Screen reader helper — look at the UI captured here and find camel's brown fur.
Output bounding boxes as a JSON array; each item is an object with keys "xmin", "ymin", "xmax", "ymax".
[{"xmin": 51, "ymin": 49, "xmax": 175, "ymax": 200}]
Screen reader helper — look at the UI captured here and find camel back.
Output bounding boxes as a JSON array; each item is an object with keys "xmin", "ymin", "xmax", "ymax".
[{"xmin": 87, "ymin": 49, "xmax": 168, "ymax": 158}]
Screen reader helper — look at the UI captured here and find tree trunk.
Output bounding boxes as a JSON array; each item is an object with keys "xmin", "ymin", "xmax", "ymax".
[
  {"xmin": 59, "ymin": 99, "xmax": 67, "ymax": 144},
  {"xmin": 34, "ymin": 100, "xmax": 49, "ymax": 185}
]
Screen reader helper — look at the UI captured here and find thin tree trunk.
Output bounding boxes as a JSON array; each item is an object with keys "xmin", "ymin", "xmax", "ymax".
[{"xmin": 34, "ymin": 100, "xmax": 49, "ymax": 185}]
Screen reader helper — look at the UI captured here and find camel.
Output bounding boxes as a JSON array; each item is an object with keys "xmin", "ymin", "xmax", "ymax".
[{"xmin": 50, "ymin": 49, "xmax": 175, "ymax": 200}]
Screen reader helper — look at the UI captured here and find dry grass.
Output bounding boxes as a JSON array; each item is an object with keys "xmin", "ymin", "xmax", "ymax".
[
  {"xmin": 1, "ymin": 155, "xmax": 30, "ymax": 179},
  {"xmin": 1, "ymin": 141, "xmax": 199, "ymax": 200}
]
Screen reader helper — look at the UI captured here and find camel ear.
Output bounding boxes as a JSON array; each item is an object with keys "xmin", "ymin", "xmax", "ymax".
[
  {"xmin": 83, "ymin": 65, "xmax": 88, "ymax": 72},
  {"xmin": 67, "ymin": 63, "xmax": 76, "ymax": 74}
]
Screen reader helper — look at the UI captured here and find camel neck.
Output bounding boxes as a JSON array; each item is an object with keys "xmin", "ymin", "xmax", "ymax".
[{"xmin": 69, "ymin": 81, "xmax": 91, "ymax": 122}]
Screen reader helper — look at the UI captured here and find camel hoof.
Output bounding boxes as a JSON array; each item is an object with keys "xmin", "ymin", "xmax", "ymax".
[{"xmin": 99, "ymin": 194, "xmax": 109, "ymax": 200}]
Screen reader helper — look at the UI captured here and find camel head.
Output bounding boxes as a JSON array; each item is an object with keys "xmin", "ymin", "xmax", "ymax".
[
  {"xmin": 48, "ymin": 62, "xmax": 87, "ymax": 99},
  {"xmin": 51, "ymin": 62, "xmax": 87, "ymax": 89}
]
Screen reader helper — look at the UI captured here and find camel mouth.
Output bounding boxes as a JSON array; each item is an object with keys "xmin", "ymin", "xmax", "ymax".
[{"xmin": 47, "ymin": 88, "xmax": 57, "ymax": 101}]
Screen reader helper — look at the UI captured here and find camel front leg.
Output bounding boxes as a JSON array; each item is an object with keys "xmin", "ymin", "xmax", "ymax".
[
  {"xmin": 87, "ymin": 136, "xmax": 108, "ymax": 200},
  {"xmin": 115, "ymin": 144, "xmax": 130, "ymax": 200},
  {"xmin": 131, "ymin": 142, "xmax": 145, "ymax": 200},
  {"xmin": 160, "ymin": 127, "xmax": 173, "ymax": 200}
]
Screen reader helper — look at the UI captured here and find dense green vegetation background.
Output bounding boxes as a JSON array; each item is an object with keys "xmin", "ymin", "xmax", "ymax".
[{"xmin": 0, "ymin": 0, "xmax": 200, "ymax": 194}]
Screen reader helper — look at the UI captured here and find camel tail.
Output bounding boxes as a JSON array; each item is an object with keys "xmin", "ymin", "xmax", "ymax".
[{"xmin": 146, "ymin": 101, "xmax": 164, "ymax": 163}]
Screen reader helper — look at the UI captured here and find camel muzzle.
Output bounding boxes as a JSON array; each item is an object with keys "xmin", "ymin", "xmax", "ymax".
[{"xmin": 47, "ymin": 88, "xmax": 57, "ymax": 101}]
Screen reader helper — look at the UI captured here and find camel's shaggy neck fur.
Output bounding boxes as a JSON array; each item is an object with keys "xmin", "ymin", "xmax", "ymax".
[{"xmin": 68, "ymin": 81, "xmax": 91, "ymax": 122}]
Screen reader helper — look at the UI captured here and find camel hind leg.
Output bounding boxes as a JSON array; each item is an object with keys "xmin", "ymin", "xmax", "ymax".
**********
▶ **DESCRIPTION OF THE TASK**:
Format the lines from the one containing "find camel muzzle." through the end of the records, inclusive, as a Markdown table with two columns, No. and Line. The No. column numbers each row, and blank lines are omitted.

▶ **OUTPUT BELOW**:
| No. | Line |
|---|---|
| 1 | Screen reader helper — look at the UI captured here and find camel muzzle. |
| 2 | Output bounding boxes as a JSON array; each item is an object with keys "xmin", "ymin", "xmax", "ymax". |
| 3 | [{"xmin": 47, "ymin": 88, "xmax": 57, "ymax": 101}] |
| 4 | Screen reader helper — look at the UI captured here and find camel's shaggy neck fur. |
| 5 | Output bounding boxes as a JSON array; each item is an object with keys "xmin", "ymin", "xmax", "ymax". |
| 6 | [{"xmin": 68, "ymin": 81, "xmax": 91, "ymax": 122}] |
| 7 | Screen reader helper — look at the UI captured here and find camel hind leg. |
| 8 | Output bounding boxes as a JSON array; each item is an object with keys "xmin", "ymin", "xmax", "ymax". |